*What to do:*
1. In the playroom article, what reason is given for choosing neutral fabrics for the upholstery?
2. Answer these questions about the playroom article:
(a) Which two names does the writer credit with giving hope that a tidy, attractive home is still possible?
(b) What color served as the starting point for the room?
(c) Which colors were chosen instead of the traditional primary colors?
3. Carry on the playroom article from its last sentence.
═════ Text excerpt
How to Design a Play Room the Whole Family Can Grow Into
Forget everything you previously thought about playrooms and set your eyes on this gorgeous number that melds design savvy pieces with kid-friendly and adult-approved appeal.
The second my husband and I had twins, all semblance of a super cute, totally put together home went right out the window. It's the combo of toy explosion and pure chaos that seems to get in the way but Sean Anderson Design and Alyssa Rosenheck are giving me hope. This play room is proof that pretty decor and a room built for kids can go hand in hand.

Neutralize it!


An important thing to keep in mind when determining the color palette for a space for children is to choose colors that can age well as the children grow, this will eliminate the need for a "redo" down the road. Here, I began with a creamy white, providing a neutral, blank canvas on which to build the space. By avoiding the traditional use of primary colors that are sometimes deemed appropriate for children's spaces, I opted for pale pinks, soft greens, and touches of gold; creating a subtle, sophisticated environment. In addition, the same thought was used when selecting fabrics for the upholstery. By choosing neutral fabrics, it creates a timeless appearance that can be interjected with pops of color for the smaller, less expensive items, such as pillows; items that are easily replaceable or can be swapped out when needed.
══════════
═════ Data excerpt
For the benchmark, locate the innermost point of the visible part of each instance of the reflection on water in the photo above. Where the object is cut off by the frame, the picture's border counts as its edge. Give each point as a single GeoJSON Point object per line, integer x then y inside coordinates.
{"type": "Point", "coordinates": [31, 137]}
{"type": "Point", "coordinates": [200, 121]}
══════════
*Final results:*
1. Neutral fabrics give the room a timeless look. Color can then come from smaller, less expensive items such as pillows, which are easy to replace or swap out when needed.

2.
(a) Sean Anderson Design and Alyssa Rosenheck.
(b) A creamy white.
(c) Pale pinks, soft greens, and touches of gold.

3.
Durability is key


Ask any parent and I'll bet they'll agree, when it comes to spaces for the little ones, durability is always near the top of the list of priorities. Here I achieved that in a few different ways: first, I had the Restoration Hardware sofa covered in a perennial fabric. It's indoor/outdoor capability provides not only incredible durability; but, an easy to clean surface- spills no longer create a permanent stain. Also, instead of surrounding the "craft table" with upholstered chairs, I chose acrylic ones. Again, they are easy to clean and eliminate the fear of play-doh permanently embedded in a seat cushion!

Functionality


In design, functionality is always important to remember; but, this takes on extra importance when it comes to designing spaces for children, as these spaces tend to be multi-purpose areas. For this space, there was a desire for both a gathering spot, a place for television viewing, hanging out, etc. And an area to be designated for crafts and homework. I added custom built-ins throughout the room, each section of cabinetry with a distinct purpose in mind. Behind the seating in the gathering spot, wall to wall cabinets were installed to house items like books and blankets. Adjacent to the work station, floor to ceiling cabinetry was added to hold all craft supplies, board games, and miscellaneous toys. This added storage not only provided an answer for where to put such items, it eliminated any excuse for clutter.

Time-honored classics


By anchoring a child's space in some tried and true touches, you immediately create longevity. I did that here by adding elements such as velvet on the sofa and fixtures made of brass, elements generally associated with a more mature aesthetic but that work well when paired with the more playful, youthful moments. Combining the two create that "just right" balance that will last for years to come.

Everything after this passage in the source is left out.